§ **Instruction**
Provide an exact copy of the data, excluding the images.
============
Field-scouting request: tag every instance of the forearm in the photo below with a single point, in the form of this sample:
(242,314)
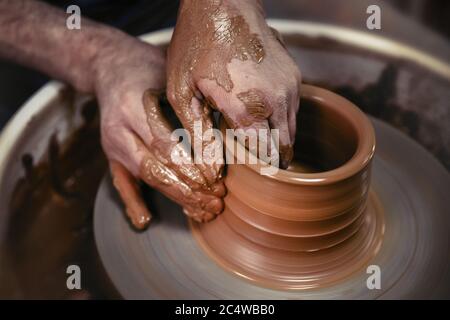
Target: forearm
(35,34)
(220,10)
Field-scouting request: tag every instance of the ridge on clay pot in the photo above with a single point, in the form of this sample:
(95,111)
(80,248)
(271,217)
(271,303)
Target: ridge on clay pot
(312,224)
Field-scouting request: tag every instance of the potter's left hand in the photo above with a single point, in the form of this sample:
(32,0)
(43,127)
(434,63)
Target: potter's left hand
(223,54)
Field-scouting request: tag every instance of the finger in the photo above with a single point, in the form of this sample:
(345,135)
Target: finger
(248,111)
(279,121)
(171,150)
(195,115)
(130,194)
(159,176)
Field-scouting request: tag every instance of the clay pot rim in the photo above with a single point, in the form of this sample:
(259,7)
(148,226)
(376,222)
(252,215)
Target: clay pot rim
(364,152)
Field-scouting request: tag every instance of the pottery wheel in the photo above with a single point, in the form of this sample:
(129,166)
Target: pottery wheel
(166,262)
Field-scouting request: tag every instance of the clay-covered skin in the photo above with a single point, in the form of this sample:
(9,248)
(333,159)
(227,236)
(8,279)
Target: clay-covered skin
(310,225)
(118,69)
(223,55)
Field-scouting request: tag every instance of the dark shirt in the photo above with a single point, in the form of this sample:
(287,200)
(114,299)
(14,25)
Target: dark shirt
(132,16)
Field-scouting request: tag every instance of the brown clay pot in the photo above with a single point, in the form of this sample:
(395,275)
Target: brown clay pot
(312,224)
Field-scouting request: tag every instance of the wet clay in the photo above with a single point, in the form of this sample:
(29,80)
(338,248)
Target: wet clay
(51,219)
(225,35)
(310,225)
(255,104)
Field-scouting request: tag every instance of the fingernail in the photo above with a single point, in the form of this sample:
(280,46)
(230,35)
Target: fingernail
(214,206)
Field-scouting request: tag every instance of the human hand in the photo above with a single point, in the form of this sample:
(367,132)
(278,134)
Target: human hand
(136,137)
(223,54)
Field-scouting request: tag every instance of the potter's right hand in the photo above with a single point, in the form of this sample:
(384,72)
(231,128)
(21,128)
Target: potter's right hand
(223,54)
(136,136)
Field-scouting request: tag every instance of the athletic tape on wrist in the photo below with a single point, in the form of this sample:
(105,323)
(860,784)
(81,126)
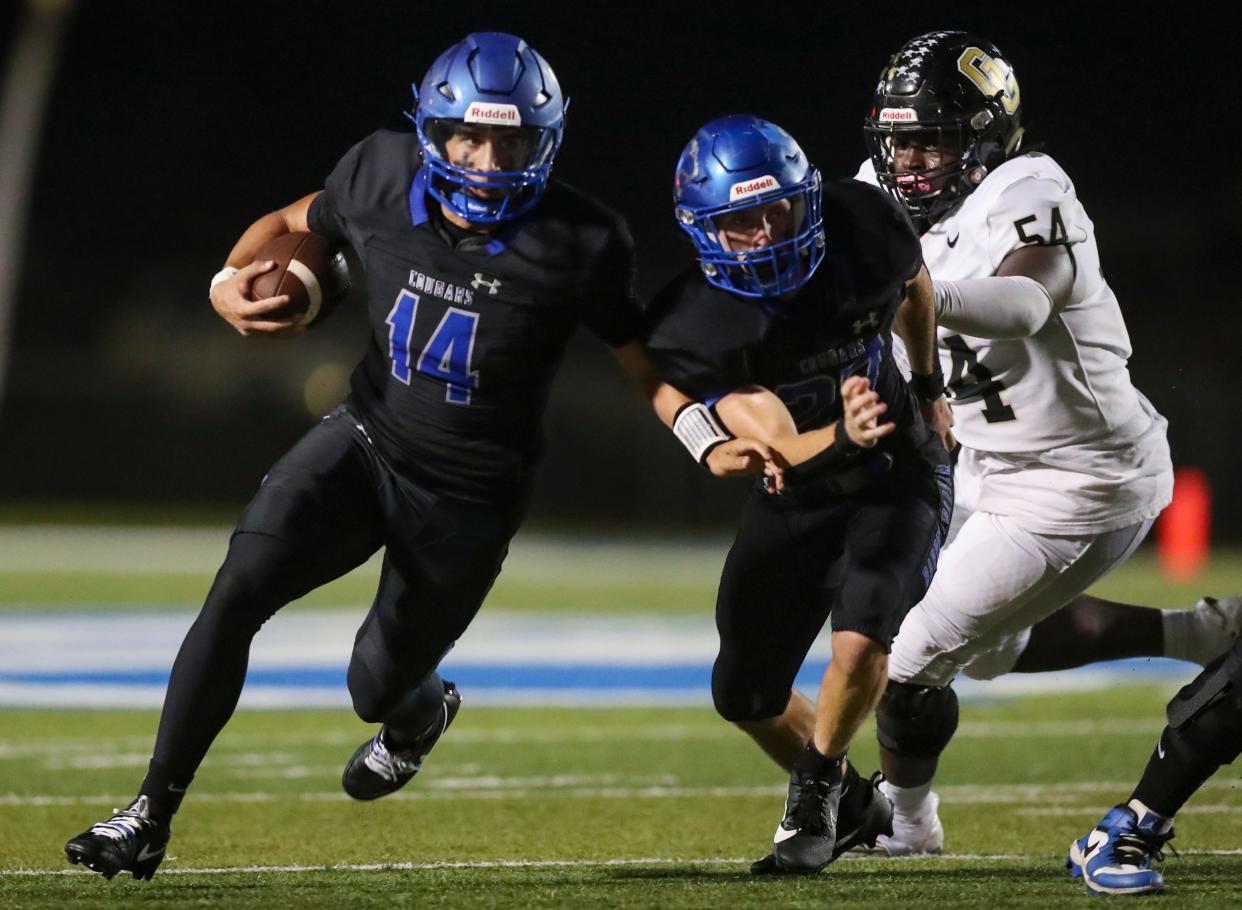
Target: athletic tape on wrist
(698,431)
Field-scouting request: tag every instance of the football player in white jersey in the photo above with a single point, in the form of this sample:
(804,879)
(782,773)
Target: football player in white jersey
(1063,463)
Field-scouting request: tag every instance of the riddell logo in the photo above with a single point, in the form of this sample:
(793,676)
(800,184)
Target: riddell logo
(898,116)
(753,188)
(487,112)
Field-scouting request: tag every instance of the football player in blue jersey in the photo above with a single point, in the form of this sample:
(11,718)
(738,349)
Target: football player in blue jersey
(793,302)
(480,266)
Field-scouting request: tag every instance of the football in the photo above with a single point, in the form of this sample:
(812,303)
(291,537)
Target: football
(307,271)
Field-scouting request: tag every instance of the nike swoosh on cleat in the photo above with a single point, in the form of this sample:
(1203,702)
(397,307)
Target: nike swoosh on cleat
(148,853)
(784,834)
(1094,841)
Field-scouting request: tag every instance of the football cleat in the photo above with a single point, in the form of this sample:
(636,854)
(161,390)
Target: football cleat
(132,841)
(376,770)
(863,817)
(1216,625)
(806,836)
(1115,855)
(914,836)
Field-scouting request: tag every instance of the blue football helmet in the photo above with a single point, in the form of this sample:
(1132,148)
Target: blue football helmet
(740,163)
(497,80)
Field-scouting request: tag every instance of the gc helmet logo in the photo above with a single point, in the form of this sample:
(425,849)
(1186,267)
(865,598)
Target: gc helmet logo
(753,188)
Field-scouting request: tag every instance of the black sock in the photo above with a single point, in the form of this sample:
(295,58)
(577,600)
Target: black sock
(164,790)
(812,762)
(1168,782)
(419,711)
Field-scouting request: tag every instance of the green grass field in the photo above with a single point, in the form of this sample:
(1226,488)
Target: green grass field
(621,807)
(657,807)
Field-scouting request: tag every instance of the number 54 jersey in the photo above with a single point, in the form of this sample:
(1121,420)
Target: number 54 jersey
(1056,430)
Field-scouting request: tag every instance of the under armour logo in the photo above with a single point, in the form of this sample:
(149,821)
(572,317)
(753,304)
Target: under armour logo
(492,284)
(870,322)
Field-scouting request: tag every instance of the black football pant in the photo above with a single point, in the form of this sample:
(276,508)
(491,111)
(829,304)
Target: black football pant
(866,559)
(323,509)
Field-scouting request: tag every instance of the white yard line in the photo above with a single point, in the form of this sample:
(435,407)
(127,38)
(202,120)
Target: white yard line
(569,786)
(576,863)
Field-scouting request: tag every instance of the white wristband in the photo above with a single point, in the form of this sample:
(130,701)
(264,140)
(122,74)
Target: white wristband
(697,430)
(222,276)
(999,307)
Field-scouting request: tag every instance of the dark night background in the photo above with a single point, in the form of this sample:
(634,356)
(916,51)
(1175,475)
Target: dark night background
(173,126)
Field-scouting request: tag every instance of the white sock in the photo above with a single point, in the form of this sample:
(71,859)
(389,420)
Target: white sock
(1140,810)
(907,801)
(1178,626)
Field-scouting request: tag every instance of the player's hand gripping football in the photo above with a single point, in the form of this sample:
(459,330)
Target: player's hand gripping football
(862,410)
(743,456)
(232,301)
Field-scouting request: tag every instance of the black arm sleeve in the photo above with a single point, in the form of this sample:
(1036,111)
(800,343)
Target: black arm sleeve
(610,308)
(873,231)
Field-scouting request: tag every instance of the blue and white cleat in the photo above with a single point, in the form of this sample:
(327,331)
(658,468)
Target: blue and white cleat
(1115,855)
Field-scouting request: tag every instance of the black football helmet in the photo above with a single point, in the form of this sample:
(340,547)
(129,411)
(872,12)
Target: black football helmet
(951,91)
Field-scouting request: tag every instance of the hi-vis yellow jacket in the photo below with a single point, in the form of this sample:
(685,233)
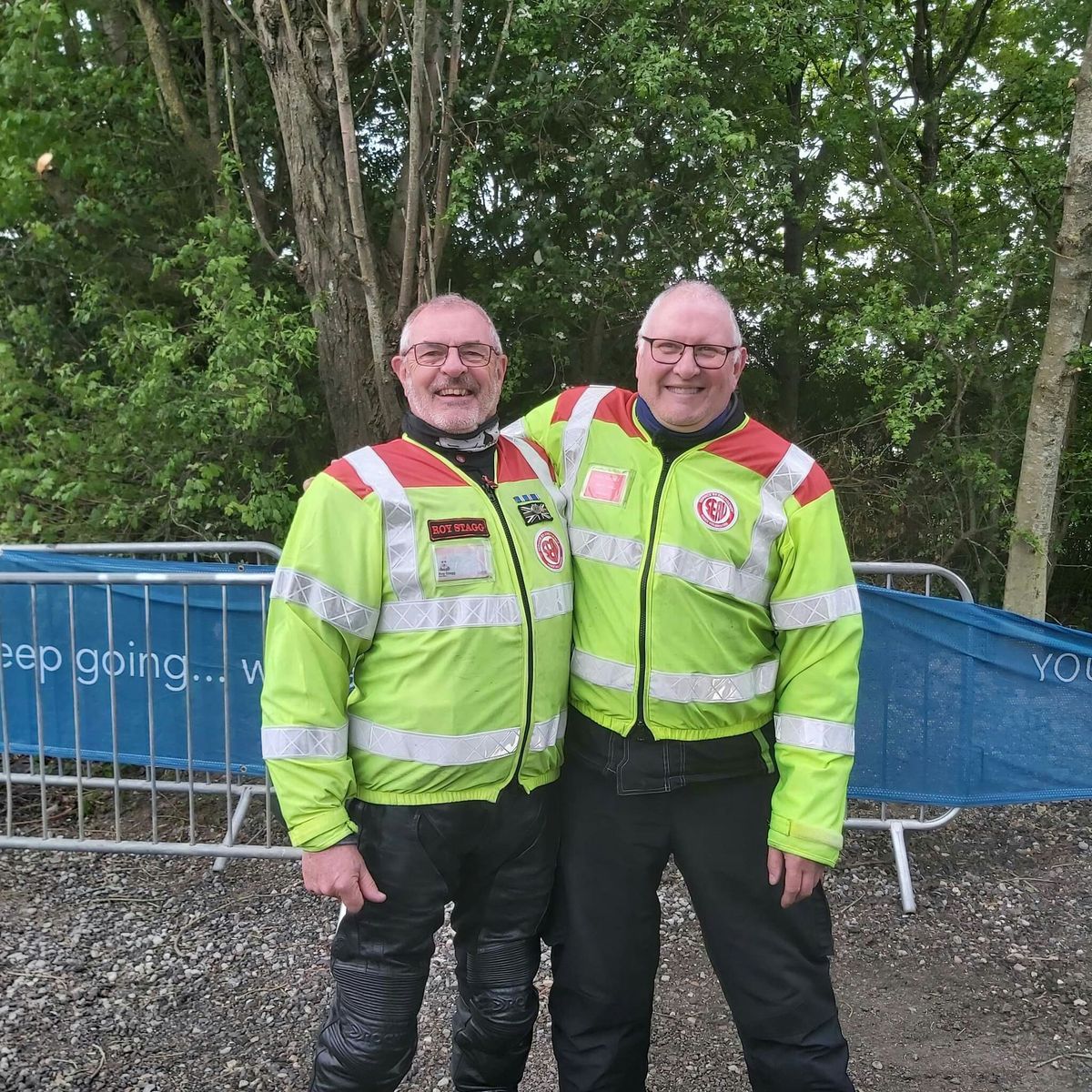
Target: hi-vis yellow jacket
(713,593)
(419,637)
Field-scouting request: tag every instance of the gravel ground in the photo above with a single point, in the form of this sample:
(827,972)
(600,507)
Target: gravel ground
(152,975)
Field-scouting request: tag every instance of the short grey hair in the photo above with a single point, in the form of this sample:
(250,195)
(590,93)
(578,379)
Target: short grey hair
(448,299)
(692,289)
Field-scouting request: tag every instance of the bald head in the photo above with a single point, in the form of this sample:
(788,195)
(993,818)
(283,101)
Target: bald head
(449,300)
(692,327)
(692,292)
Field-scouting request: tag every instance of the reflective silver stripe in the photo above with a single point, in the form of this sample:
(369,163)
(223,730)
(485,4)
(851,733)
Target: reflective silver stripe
(543,473)
(398,522)
(453,612)
(607,672)
(325,602)
(612,550)
(785,480)
(574,436)
(304,741)
(552,601)
(816,610)
(714,688)
(814,734)
(713,573)
(435,751)
(547,733)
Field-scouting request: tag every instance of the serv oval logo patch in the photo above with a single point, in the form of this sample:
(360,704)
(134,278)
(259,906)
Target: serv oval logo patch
(715,509)
(550,550)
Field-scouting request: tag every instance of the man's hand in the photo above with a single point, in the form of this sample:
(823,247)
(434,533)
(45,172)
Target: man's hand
(341,873)
(801,875)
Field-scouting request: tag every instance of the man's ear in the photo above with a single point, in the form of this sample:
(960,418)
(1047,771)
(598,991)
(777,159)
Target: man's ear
(742,363)
(399,366)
============
§ **Answer below**
Field-scouting request: tag every instance of the forearm in the photo below with a single point, in the form of this sample:
(242,314)
Target: forearm
(35,34)
(220,10)
Field-scouting request: tag every instance of the ridge on clay pot in the photo above with a single point, in the form of this sample:
(95,111)
(80,248)
(271,217)
(271,303)
Target: ridge on clay pot
(312,224)
Field-scouting request: tag every instance of the potter's left hand in the photo above with a single point, in the form of this sample:
(32,0)
(43,127)
(434,63)
Target: potter's left hand
(223,54)
Field-scouting request: tag every instance of the finger in the photo above with a single point, in the form of this sample:
(345,135)
Target: finger
(248,111)
(279,121)
(171,150)
(195,115)
(130,194)
(159,176)
Field-scouting request: tag every instance of the clay pot rim in the photo above with a single point, in the form of this sample:
(259,7)
(148,226)
(376,222)
(252,215)
Target: clay pot rim
(364,152)
Field-scouting request: tag every instance of the pottery wheel in the photo above with a single point, in the form of this sample:
(129,166)
Target: pottery wheel
(166,262)
Field-scouting request: tag every instance of the clay-covered skin in the photo above with a single point, in the form of this sample:
(9,248)
(333,159)
(227,236)
(8,279)
Target: clay-covered skin
(310,225)
(118,69)
(223,55)
Field-scouting request: tag every instance of the dark shirt in the photo above with a single point, in the form of this sample:
(287,200)
(114,299)
(14,25)
Target: dark shirt
(132,16)
Field-scouting request: tag every instance of the brown clay pot in the photo above with a single point, in the form of this sample:
(395,275)
Target: brown clay pot
(312,224)
Field-scouting request: tag every instance of the wet clay in the photo above with a single point, in the form of this sample:
(29,80)
(338,248)
Target: wet clay
(51,219)
(225,35)
(310,225)
(255,104)
Field-scouting request: tag every instance of the fingernail in the photo above with a single point, in the form of this sample:
(280,46)
(230,35)
Target: fingernail
(214,206)
Field-scouting request: tag every instance of the human hand in the photo above with a single point, in the form of this sample:
(367,132)
(278,134)
Target: human hand
(136,137)
(223,54)
Field-scouting request: tag every instance of the potter's right hand in the photo above with a single point, in the form of this sample:
(384,72)
(231,128)
(21,128)
Target: potter's right hand
(223,54)
(136,136)
Field-scouting request: tag every instance of the athletic tape on wrist in the photo below with a single point, in the form of this sample:
(105,323)
(860,784)
(81,126)
Target: athletic tape on wrist
(698,431)
Field-scouting request: tag every instance of the football player in white jersey in the photo above with a single point, in the form of this sample:
(804,879)
(782,773)
Target: football player in white jersey
(1063,463)
Field-scouting request: tag every instance of the riddell logo in the photo above with a single point, in the form of this sample:
(793,676)
(800,184)
Target: riddell logo
(898,116)
(753,188)
(487,112)
Field-scouting request: tag every instance of the football player in blue jersey in the photo above with a single point, in the form of this sample:
(11,718)
(738,349)
Target: football player in blue jersey
(793,302)
(480,266)
Field-scouting request: tag every instance of the football in the photo above with a single point, in the form of this sample:
(812,303)
(291,537)
Target: football
(307,271)
Field-scouting request: tag every instance of the nike swoosh on cleat in the photo above with a single point, in the form of this sample:
(1203,702)
(397,307)
Target: nike swoosh on cleat
(148,853)
(784,834)
(1094,841)
Field-scouting request: tag every instance of the football cleat in the photo above with a single point, in the form of this sample:
(636,854)
(161,390)
Target: football cleat
(132,841)
(376,770)
(863,817)
(1216,625)
(806,836)
(1115,855)
(914,836)
Field-scouting request: tag every instance of the blue football helmet in the photo above with a single point, in the form of this sample:
(1132,148)
Target: blue football helmet
(740,163)
(497,80)
Field-scouting request: tag every instance of the gc helmet logo in the photo above with a single point, in the form of this sample:
(425,849)
(1186,267)
(865,598)
Target: gc helmet logo
(753,188)
Field-scouting request: tag every instance of the black sock in the photo above with a single point, in the form of this sample:
(295,58)
(577,600)
Target: black sock
(164,790)
(812,762)
(1168,782)
(419,711)
Field-scouting request: tag every instance of the green grass field in the photo above with a single point, in the form of this sample:
(1226,488)
Target: green grass field
(621,807)
(657,807)
Field-scouting request: tag every instance of the number 54 jersey in the photo above with a single point, in the form of this sample:
(1121,420)
Target: number 54 jersey
(1056,430)
Field-scouting request: tag every instance of the under armour logo in the photo above with a single point, in the form of this sample:
(149,821)
(572,317)
(753,304)
Target: under armour logo
(492,284)
(870,322)
Field-scouting request: tag every instance of the black football pant in the photo above with a single point, in the form of this sample:
(276,508)
(491,111)
(829,304)
Target: black football pant
(866,559)
(323,509)
Field-scouting request: tag every instance of the white yard line in the photo above with a single point, in the form of this sample:
(435,407)
(127,38)
(202,120)
Target: white yard line
(569,786)
(576,863)
Field-scouting request: tag every instance of the white wristband in the photo above with a single point, in the form of this sample:
(130,701)
(264,140)
(122,74)
Target: white wristband
(697,430)
(222,276)
(999,307)
Field-scouting request: tag every instance of the dark night background in the photo above with a single point, in the form of this sample:
(634,356)
(916,51)
(1175,475)
Target: dark night background
(173,126)
Field-scouting request: tag every instance of the white sock in the photo above with a single point, in the form of this sample:
(71,859)
(389,420)
Target: white sock
(1140,810)
(907,801)
(1178,626)
Field-scouting request: tag every instance of the player's hand gripping football in the photo above with a single point, in the form of this sample:
(459,330)
Target: player's hand gripping football
(862,410)
(743,456)
(232,301)
Field-scouting request: tag every instance of the black arm sleeve in the photo above with a single point, in the form of this sample:
(1036,111)
(800,343)
Target: black arm sleeve
(610,308)
(873,231)
Field-scouting request: tag every instance of the blue and white cleat in the photo above with a single point, in the form of this sample:
(327,331)
(658,468)
Target: blue and white cleat
(1115,855)
Field-scouting request: tag every instance of the black football helmet in the photo above with a single point, in the form of this sample:
(340,547)
(129,411)
(872,12)
Target: black football helmet
(951,91)
Field-scouting request: tag every instance of the hi-vis yellow jacket in the photo below with a single point, in the form of this sample:
(685,233)
Target: hi-vis yellow jacket
(713,593)
(419,637)
Field-scouting request: tag every instance of the gravel ground in the photo above with a single point, in the form of this sample:
(827,972)
(600,507)
Target: gravel ground
(152,975)
Field-scouting request: tag every instance of the short grey hair in the photo above with a single point, in the form of this sample:
(250,195)
(590,93)
(578,379)
Target: short grey hair
(448,299)
(692,289)
Field-scouting request: tag every instance of the bald head in the photo above with a single point, in the form of this sample:
(788,195)
(993,818)
(283,101)
Target: bald head
(449,300)
(692,327)
(692,292)
Field-scouting request: tag every instance of the reflective silver stripe in the photo above with a single point, in the form of this sample:
(369,163)
(223,730)
(485,4)
(851,733)
Target: reflective silver stripe
(543,473)
(398,522)
(453,612)
(607,672)
(325,602)
(612,550)
(785,480)
(574,436)
(304,741)
(552,601)
(816,610)
(714,688)
(814,734)
(713,573)
(435,751)
(547,733)
Field-scouting request: tag every instance of the serv oval logo patch in the photo above with a single point, in the form of this sample:
(360,704)
(134,278)
(259,906)
Target: serv oval logo patch
(715,509)
(550,550)
Field-scouting request: tag every instance of the man's hand in the photo above with a single point, in the form of this sample:
(823,247)
(434,533)
(45,172)
Target: man's hand
(341,873)
(801,875)
Field-scouting request: tag every instance of the man's ear in the photo above with a single point, in the form of this sample:
(960,418)
(1047,771)
(598,991)
(777,159)
Target: man's ear
(742,363)
(399,366)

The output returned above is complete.